Start of Exercise input

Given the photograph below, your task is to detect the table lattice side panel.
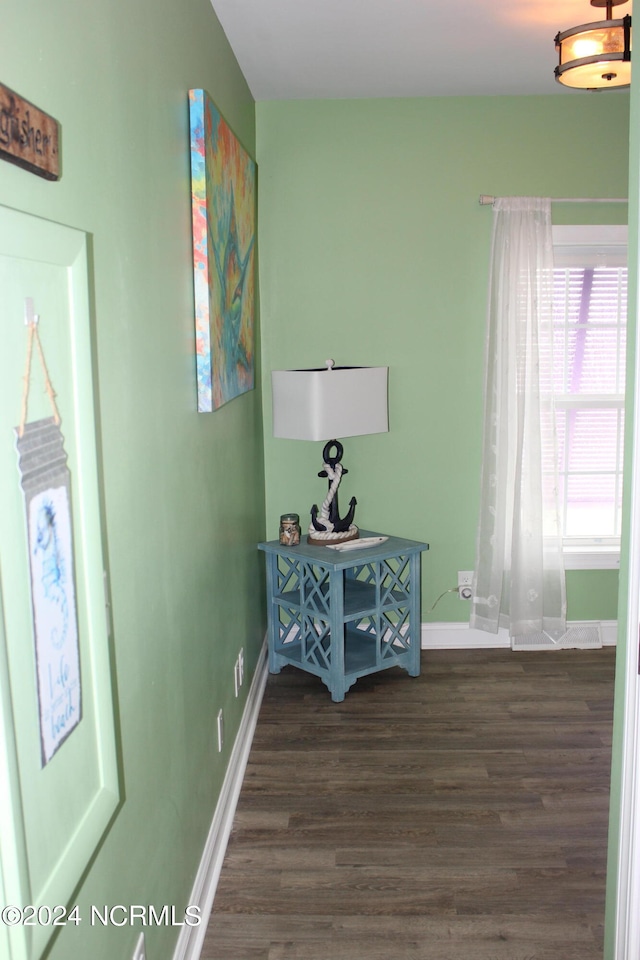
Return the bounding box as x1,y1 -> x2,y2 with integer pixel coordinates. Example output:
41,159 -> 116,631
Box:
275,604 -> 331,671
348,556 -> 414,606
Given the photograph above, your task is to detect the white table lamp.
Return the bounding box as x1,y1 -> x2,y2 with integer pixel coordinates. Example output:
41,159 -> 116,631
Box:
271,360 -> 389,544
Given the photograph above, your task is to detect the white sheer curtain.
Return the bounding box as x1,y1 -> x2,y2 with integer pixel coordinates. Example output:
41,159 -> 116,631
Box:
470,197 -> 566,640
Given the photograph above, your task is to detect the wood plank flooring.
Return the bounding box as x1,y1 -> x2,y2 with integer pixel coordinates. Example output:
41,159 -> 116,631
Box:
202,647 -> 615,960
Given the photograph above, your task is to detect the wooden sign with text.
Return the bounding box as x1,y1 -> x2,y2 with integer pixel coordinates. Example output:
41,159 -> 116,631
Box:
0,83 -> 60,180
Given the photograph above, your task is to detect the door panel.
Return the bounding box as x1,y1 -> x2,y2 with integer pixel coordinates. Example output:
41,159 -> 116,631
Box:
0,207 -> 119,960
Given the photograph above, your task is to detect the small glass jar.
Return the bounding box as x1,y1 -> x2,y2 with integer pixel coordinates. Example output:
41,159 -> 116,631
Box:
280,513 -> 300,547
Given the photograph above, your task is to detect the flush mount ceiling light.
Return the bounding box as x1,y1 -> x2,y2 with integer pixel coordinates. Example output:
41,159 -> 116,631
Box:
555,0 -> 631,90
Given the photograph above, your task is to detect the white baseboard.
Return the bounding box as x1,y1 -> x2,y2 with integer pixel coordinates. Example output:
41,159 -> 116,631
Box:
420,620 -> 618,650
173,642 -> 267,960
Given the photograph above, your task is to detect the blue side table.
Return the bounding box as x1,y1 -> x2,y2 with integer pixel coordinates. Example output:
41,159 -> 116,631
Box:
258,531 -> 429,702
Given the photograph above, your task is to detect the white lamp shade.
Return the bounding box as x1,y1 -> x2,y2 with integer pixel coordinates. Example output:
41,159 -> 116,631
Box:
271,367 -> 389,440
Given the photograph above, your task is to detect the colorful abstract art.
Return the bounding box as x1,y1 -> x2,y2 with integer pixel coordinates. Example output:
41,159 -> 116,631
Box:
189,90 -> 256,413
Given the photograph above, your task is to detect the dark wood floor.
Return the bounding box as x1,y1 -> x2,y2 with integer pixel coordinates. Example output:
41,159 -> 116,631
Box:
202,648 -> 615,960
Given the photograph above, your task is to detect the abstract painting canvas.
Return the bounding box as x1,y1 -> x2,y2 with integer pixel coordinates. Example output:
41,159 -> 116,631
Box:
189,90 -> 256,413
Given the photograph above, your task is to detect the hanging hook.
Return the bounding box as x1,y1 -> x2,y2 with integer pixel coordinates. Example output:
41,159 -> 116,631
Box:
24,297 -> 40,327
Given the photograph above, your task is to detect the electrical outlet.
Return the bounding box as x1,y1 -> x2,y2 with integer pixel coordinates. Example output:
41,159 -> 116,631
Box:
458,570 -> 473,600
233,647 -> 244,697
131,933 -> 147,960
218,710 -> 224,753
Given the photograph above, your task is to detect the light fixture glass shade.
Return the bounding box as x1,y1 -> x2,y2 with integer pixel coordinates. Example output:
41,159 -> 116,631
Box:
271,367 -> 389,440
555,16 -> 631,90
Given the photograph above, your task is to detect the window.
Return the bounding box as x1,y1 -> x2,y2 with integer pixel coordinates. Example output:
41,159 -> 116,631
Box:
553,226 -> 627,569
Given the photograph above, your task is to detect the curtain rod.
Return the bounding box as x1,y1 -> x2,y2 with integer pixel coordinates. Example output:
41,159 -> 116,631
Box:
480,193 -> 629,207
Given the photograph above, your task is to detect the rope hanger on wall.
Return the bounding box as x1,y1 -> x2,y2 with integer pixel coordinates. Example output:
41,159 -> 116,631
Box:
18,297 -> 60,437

End of Exercise input

Rewrite all of the material above, changing every "photograph" to "image" and leaving everything else unchanged. Omit the pictures from your output.

=== Written answer ===
Given the image below, your task is to detect the table lattice side panel.
Return the bounding box as x1,y1 -> x2,y2 with integer pixel coordinates. Example output:
41,159 -> 116,631
Box:
275,604 -> 331,671
348,556 -> 414,606
Given the image above, your task is to detect the white table lamp.
Return the bounding box as x1,y1 -> x2,y2 with integer pixel coordinates. Example output:
41,159 -> 116,631
Box:
271,360 -> 389,544
Given the image above, your task is to detect the white sheer curtain.
Return the bounding box as x1,y1 -> x2,y2 with integer pixel coordinates. Example output:
41,159 -> 116,631
Box:
470,197 -> 566,640
Given the image above, your task is to detect the wood plank flooring.
Return the bounding box as x1,y1 -> x2,y2 with integer pixel coordinates. Example output:
41,159 -> 116,631
Box:
202,647 -> 615,960
Given the image above, your task is to detect the wooden sign with text.
Return the bounding box as x1,y1 -> x2,y2 with integer pixel coordinates. Example output:
41,159 -> 116,631
Box:
0,83 -> 60,180
Given the image above, your task is to detect the door panel.
Return the bounding box as x1,y1 -> x2,y2 with integer pixel coordinates. Example output:
41,159 -> 116,631
Box:
0,207 -> 119,960
Given the image above, your task is to detect the small glass jar.
Return the bounding box as x1,y1 -> x2,y2 with integer pixel coordinates. Example output:
41,159 -> 116,631
Box:
280,513 -> 300,547
Given the image above, your task is to detect the flush mount ceiling light.
Return the bounding box as x1,y1 -> x2,y2 with integer pixel coordinates. Example output:
41,159 -> 116,631
Box:
555,0 -> 631,90
Given the image above, your task is to detect the white baseboard.
Return the bounding box as x1,y1 -> x2,y2 with integer pixel coordinates. Example output:
41,159 -> 116,631
Box:
420,620 -> 618,650
173,642 -> 267,960
Given the image above, your task is to detect the blue side table.
Return the bounding box as x1,y1 -> x2,y2 with integer pixel coordinates. Example output:
41,159 -> 116,631
Box:
258,531 -> 429,702
Given the image above, your task is to detect the white lamp shade.
Return the bounding box as x1,y1 -> x2,y2 with integer pixel coordinates. Example output:
41,159 -> 116,631
Box:
271,367 -> 389,440
Given the image above, your task is to detect the colorful abstract art.
Return the bounding box as x1,y1 -> x2,y2 with integer pixel coordinates. Example output:
41,159 -> 116,631
Box:
189,90 -> 256,413
Given the image above, your task is to detect the dark wood floor.
Return the bounding box as x1,y1 -> x2,y2 with integer pixel coordinates. Example output:
41,159 -> 116,631
Box:
202,648 -> 615,960
Given the image above, your task is to detect the abstract painting canvas.
Return the bounding box as x1,y1 -> x2,y2 with integer pixel coordinates. Example output:
41,159 -> 116,631
Box:
189,90 -> 256,413
Given the image above, your task is to detect the hanging hook.
Return the bounding box as x1,y1 -> x2,y2 with integer pixel coordinates. Example output:
41,159 -> 116,631
Box:
24,297 -> 40,327
Given the image above, your task is to detect the electrical outlet.
Return the bounding box as x1,y1 -> x2,y2 with integer pixel coordinates. Example output:
41,159 -> 116,631
Box:
458,570 -> 473,600
233,647 -> 244,697
131,933 -> 147,960
218,710 -> 224,753
Given the image above, your task is to detect the light fixture glass shade.
Return the bounding box as x1,y1 -> x2,y2 with integer pixel coordinates. Example output:
41,159 -> 116,631
Box:
271,367 -> 389,440
555,16 -> 631,90
Given the image above, your task is to detect the window.
Return the bounding box as x1,y1 -> x2,y2 with integer pixel coordinates. Example output:
41,159 -> 116,631
Box:
553,226 -> 627,569
Given the image above, your task is to detect the curtain rod.
Return the bounding box as x1,y1 -> x2,y2 with integer pixel coordinates. Example output:
41,159 -> 116,631
Box:
480,193 -> 629,207
Given the image above, your task is to detect the rope hanger on wall.
Return the bounding box as x1,y1 -> x2,y2 with integer pixel coordinates. Example output:
41,159 -> 116,631
Box:
18,297 -> 60,437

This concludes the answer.